Excerpted text =>
◆ ◆ ◆ ◆ ◆ ◆ ◆

UAE researchers want more recognition

Researchers complain of little international recognition for their research, citing lack of international indexing of regional publications, language barrier and a lack of a culture of offering papers.

As the country's first university press prepares to launch this month, some academics and experts in the UAE say they struggle to gain international recognition for their work unless they publish it in collaboration with institutions overseas.

Across disciplines, the country's peer-reviewed journals are not listed on highly visible indices used by scientists worldwide. The peer review process requires experts in a field - often other scholars - to critically examine an article before it is published.

One journal that was broadly indexed, Emirates Medical Journal, published through the Emirates Medical Association, ceased publication this year.

"There is a general feeling that there is a bias in the selection of international journals," said Dr Ghazi Tadmouri, the assistant director of the Centre for Arab Genomic Studies. "Once you try to publish as a group from the UAE and not with someone from the US or UK, you will have trouble surviving the review process."

In 2005, Dr Tadmouri conducted a review of medical journals and found there were 453 peer-reviewed journals in the Middle East. Less than 10 of those were internationally indexed.

Part of the problem is that there is not a culture of offering papers, he said. Medical scientists who practise in the field do not have time to write reports that would be competitive at an international level.

Language is another obstacle. "Whenever a scientist doesn't have English as his mother tongue, the text would not be as professional as someone else's and they would have a hard time competing for review," he said.

The University of Sharjah's two peer-reviewed periodicals, Journal of Humanities and Social Sciences and Journal of Shari'a and Law Sciences, are mostly in Arabic.

"Because the percentage of English articles in the journals is very low, it is not easy to be indexed in a way to have a high classification," said Basem Attili, the editor-in-chief of both publications. "That is an issue that needs to be addressed."

As a result, research done here rarely makes it into international indices. The popular repository of medical papers MedLine, for instance, does not have any listings for research journals from the UAE, although it does list local articles, most of which are from UAE University.

There is extreme competition from within the region to have work published abroad, especially in social sciences, said Ali Noor Mohamed, the chairman of mass communication at UAE University, who serves on the editorial board for an online journal published by University of Toronto Press.

UAE academics say international journals tend to have an appetite for only a few articles from the entire Gulf or Middle East region.

That is despite an explosion of new journals around the world.

"New journals are coming out almost every month, every year, but that in effect waters down the research itself," Mr Mohamed said. "Now there is even more competition within academic branches to be published in higher-quality, specialised journals."

Of the UAE's 13,000 research listings across different disciplines in Scopus, one of the broadest international citation databases of scholarly articles, nearly half are directly affiliated with UAE University.

The other half are from medical centres, government facilities and other universities.

In comparison, more than 46,000 come from Saudi Arabia, while more than nine million listings are from the United States and 2.4 million are from the United Kingdom.

Most research projects at local universities focus on issues that affect the country and might not be as relevant overseas, said Mohammed Yousif Hasan Baniyas, the dean of medicine at UAE University.

His department has been able to overcome that challenge by including international implications in its research of, for example, communicable diseases.

Zayed University will this month begin distributing a peer-reviewed journal and book series worldwide through an agreement with the British academic publisher IB Taurus. It will be one of the region's few university presses, alongside American University in Cairo Press and American University of Beirut Press.

Zayed University's new journal on culture and society, Encounters, will include articles from authors around the world on subjects including intellectual traditions and political systems.

"The education sector here is so young, but with growth I believe we'll begin to see more development in research meant to be read abroad and more publications coming out for different fields of study," said Rafael Reyes-Ruiz, the journal's editor.

Zayed University Press will eventually produce books for the public, including works of fiction and travel guides. Its publications will be edited and typeset in-house, printed in Dubai and then shipped to London for distribution worldwide.

◆ ◆ ◆ ◆ ◆ ◆ ◆

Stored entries
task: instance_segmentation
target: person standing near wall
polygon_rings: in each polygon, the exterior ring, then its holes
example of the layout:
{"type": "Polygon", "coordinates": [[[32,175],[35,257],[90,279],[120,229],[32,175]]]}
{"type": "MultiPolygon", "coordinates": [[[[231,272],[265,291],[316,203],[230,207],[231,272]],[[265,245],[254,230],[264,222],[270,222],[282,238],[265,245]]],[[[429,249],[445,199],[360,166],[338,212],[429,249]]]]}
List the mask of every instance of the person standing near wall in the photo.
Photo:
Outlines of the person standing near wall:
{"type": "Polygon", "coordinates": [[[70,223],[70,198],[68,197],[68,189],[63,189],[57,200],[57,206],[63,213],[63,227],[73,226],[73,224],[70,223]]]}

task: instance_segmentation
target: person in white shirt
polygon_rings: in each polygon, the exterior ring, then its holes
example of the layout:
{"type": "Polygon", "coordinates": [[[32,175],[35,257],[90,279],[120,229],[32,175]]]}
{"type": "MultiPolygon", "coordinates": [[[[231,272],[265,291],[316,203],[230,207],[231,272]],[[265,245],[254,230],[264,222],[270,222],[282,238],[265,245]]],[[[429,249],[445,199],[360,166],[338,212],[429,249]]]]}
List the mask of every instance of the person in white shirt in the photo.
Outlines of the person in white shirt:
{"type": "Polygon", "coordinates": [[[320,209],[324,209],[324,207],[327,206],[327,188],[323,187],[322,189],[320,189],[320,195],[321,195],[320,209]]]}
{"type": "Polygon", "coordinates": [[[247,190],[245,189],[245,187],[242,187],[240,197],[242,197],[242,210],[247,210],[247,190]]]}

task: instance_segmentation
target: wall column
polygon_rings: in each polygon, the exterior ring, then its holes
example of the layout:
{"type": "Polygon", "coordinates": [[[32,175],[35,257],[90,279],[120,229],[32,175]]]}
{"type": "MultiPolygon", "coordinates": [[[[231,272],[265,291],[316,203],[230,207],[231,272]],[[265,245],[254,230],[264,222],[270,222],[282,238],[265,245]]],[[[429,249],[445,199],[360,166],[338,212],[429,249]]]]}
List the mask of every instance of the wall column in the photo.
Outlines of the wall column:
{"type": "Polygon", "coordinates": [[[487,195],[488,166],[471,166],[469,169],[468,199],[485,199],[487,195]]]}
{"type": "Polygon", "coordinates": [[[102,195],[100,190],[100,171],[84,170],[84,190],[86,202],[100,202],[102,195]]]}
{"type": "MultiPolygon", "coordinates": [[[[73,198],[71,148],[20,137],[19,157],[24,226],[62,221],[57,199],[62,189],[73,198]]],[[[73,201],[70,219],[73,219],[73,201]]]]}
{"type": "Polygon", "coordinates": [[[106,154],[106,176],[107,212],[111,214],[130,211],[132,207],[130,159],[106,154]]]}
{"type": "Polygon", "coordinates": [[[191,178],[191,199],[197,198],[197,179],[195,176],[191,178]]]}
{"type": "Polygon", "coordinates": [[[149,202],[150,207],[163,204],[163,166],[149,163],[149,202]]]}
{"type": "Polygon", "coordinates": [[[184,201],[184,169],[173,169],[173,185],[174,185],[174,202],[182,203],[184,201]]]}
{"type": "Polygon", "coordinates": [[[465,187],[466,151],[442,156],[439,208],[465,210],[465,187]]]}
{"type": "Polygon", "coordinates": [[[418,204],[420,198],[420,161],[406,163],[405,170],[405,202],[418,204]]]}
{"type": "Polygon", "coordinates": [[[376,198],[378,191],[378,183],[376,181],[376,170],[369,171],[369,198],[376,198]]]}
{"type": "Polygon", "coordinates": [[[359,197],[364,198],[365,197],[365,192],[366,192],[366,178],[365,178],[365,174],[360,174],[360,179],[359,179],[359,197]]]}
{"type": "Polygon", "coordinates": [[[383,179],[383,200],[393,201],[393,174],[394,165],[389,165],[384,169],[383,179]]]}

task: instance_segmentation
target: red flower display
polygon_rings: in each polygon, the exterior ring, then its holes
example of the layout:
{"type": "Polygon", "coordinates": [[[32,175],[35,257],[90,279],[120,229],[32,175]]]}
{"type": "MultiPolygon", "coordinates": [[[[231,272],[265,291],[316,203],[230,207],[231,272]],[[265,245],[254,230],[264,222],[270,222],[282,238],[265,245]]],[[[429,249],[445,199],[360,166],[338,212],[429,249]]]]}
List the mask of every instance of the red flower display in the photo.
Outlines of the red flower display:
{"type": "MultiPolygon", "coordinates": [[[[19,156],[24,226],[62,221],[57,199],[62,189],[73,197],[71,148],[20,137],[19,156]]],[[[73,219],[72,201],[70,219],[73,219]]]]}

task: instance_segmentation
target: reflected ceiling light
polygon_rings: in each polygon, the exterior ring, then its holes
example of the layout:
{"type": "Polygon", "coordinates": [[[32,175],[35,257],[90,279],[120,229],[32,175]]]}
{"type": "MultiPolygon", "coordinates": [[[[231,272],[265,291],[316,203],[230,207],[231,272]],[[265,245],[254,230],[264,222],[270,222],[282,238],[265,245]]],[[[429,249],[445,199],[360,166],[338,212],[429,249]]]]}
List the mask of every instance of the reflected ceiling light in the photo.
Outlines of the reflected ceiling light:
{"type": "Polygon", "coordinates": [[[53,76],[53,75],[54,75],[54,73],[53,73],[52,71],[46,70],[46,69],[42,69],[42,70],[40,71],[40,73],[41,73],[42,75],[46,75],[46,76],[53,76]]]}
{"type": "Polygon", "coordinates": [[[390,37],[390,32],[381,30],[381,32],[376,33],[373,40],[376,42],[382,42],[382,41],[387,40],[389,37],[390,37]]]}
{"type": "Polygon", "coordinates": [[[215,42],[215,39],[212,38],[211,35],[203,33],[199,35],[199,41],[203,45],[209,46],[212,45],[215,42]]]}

◆ ◆ ◆ ◆ ◆ ◆ ◆

Check your understanding =>
(a) In the UAE researchers article, which broadly indexed journal stopped publication this year?
(b) Please reproduce the part of the UAE researchers article starting at "There is extreme" and ending at "of Toronto Press.".
These records were drawn from a separate source.

Results of the tasks =>
(a) Emirates Medical Journal

(b)
There is extreme competition from within the region to have work published abroad, especially in social sciences, said Ali Noor Mohamed, the chairman of mass communication at UAE University, who serves on the editorial board for an online journal published by University of Toronto Press.